Data for review START
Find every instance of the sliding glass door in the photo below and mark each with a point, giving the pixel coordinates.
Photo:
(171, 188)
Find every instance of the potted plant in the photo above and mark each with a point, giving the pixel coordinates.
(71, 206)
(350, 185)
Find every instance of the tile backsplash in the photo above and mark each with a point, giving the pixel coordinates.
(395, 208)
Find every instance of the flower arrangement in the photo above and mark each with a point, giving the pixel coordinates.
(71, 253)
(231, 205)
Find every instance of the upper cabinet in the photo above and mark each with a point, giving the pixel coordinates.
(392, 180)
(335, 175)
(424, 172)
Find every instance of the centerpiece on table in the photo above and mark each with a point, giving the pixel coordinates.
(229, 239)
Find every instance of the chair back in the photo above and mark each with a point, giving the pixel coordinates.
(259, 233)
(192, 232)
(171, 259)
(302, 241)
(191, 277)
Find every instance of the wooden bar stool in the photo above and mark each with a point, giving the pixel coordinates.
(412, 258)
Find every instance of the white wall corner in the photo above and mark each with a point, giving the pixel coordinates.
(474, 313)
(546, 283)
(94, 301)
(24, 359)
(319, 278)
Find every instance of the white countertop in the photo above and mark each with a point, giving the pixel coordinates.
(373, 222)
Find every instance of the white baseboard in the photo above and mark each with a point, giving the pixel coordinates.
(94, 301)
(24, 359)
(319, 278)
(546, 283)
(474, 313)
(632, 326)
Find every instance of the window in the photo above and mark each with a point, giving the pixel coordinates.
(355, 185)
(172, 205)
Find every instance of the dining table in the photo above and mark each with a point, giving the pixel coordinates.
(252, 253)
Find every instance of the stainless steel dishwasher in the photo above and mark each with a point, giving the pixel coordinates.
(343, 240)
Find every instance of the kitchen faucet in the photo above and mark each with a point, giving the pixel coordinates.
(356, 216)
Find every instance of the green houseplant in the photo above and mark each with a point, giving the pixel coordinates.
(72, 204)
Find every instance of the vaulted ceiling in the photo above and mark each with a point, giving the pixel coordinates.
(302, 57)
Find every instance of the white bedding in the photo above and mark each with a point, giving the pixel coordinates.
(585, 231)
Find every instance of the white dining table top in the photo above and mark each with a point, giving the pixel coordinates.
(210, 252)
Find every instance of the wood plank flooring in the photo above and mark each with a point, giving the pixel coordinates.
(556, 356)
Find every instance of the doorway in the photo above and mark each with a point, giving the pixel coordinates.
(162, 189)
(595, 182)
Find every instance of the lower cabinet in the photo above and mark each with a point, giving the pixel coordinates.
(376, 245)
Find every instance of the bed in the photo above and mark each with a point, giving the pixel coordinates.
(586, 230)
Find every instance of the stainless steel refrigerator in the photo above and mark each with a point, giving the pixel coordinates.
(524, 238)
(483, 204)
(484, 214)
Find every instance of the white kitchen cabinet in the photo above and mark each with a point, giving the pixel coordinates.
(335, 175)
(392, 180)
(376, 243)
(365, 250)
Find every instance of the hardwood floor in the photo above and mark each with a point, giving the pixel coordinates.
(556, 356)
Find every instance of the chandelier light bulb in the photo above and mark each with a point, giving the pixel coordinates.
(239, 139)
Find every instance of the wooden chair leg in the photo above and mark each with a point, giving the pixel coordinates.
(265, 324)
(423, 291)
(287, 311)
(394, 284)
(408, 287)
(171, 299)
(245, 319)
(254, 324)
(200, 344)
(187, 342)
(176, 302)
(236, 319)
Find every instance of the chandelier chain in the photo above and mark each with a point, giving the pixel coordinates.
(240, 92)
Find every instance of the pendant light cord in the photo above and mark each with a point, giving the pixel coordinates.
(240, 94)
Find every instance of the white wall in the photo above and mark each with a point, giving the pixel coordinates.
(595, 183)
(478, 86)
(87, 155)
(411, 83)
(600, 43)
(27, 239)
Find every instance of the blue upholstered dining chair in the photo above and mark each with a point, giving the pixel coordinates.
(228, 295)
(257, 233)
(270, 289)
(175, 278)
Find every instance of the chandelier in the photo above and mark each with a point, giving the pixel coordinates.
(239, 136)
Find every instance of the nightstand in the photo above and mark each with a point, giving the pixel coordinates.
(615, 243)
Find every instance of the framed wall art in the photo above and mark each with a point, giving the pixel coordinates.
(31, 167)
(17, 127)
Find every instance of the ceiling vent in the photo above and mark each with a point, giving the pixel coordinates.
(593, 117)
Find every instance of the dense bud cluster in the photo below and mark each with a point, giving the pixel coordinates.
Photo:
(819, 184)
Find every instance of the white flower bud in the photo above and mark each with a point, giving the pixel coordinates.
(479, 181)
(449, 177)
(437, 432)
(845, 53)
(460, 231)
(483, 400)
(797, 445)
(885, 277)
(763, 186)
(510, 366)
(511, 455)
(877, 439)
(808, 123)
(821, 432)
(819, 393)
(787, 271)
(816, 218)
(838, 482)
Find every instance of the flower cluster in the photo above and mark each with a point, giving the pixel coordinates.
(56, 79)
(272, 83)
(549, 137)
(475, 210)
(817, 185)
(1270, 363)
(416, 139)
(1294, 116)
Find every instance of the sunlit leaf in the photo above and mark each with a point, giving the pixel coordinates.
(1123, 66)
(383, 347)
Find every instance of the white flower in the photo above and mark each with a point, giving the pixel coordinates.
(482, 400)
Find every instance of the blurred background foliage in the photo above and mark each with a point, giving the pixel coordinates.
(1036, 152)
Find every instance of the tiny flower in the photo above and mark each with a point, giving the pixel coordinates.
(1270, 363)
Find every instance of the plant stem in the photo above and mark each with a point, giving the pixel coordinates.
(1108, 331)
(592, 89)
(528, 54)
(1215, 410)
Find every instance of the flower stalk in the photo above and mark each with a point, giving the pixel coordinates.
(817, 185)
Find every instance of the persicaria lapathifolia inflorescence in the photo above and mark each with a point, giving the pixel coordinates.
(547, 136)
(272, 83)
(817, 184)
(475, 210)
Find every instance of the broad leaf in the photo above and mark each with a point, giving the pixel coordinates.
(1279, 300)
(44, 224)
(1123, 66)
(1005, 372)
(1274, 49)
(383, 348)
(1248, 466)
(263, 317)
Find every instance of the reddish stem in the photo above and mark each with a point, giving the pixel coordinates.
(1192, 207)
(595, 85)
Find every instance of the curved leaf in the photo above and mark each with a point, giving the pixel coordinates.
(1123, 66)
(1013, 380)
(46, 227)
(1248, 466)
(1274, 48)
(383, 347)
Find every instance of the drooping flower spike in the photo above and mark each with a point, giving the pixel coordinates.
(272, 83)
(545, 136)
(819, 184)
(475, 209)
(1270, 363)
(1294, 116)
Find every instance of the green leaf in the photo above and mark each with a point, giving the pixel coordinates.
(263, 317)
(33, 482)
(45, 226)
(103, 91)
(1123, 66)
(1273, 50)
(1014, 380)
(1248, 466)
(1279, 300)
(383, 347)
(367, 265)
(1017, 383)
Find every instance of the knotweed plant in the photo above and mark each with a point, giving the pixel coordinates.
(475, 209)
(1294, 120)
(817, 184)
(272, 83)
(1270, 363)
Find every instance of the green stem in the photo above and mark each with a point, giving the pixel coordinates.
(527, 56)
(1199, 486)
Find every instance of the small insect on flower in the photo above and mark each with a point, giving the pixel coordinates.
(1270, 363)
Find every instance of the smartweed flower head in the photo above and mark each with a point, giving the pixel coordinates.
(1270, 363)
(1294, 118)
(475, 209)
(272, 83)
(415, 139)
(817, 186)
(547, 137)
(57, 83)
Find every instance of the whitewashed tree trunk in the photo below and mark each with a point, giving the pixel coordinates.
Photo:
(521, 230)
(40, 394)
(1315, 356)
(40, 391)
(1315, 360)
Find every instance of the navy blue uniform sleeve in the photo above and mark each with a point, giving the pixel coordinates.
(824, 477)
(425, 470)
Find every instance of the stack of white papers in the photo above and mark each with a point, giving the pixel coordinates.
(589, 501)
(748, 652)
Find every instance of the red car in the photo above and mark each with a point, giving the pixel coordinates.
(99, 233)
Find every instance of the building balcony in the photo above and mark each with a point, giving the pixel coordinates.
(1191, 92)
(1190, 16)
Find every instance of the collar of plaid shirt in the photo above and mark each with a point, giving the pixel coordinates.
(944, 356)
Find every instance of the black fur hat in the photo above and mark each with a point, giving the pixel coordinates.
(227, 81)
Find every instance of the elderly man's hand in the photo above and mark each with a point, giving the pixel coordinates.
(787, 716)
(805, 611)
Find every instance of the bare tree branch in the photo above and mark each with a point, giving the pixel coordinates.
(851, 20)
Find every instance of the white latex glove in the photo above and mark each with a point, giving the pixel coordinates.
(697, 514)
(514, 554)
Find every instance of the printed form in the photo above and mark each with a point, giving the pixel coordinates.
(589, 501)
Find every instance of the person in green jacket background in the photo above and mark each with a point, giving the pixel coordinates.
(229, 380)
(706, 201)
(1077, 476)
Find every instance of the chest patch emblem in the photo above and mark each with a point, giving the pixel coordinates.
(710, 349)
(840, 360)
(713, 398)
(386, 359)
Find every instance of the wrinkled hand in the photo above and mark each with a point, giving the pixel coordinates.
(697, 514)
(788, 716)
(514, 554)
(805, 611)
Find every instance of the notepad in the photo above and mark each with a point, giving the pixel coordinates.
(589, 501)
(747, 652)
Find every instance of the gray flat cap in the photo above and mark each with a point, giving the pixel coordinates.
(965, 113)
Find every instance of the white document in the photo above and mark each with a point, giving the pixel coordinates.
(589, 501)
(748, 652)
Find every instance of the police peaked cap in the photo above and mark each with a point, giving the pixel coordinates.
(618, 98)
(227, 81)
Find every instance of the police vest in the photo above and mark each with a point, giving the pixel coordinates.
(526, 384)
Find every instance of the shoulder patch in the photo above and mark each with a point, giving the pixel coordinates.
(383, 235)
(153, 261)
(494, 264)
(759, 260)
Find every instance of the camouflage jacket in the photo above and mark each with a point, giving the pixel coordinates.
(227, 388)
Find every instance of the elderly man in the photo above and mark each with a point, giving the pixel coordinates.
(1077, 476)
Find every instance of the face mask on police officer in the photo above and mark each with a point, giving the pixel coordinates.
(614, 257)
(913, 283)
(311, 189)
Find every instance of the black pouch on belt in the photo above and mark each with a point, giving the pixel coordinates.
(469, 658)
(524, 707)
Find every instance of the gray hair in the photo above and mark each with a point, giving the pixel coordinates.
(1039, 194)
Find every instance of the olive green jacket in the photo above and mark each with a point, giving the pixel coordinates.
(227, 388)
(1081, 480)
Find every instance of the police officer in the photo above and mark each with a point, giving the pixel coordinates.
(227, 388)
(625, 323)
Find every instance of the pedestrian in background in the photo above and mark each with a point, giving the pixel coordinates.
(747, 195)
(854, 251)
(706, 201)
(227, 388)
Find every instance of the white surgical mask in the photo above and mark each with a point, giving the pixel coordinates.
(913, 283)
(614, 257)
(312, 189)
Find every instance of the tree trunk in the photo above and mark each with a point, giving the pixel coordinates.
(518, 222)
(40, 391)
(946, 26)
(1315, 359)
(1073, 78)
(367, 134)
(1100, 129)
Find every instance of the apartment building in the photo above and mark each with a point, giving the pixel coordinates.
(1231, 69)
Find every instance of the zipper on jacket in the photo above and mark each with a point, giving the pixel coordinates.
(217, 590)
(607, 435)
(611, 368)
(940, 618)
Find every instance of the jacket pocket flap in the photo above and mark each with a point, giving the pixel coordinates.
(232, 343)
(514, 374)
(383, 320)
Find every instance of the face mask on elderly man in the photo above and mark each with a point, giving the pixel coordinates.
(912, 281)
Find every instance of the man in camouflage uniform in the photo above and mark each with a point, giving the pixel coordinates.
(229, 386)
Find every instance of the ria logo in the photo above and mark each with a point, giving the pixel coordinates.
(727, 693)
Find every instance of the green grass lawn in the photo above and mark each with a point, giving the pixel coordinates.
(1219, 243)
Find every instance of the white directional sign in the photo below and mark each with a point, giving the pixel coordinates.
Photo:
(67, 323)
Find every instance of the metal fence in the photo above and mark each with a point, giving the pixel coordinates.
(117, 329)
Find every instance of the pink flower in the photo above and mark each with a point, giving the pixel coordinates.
Data for review END
*What is expected*: Work out how many lines of the data hold the string "below". Reply with that number alone.

*Written solution*: 4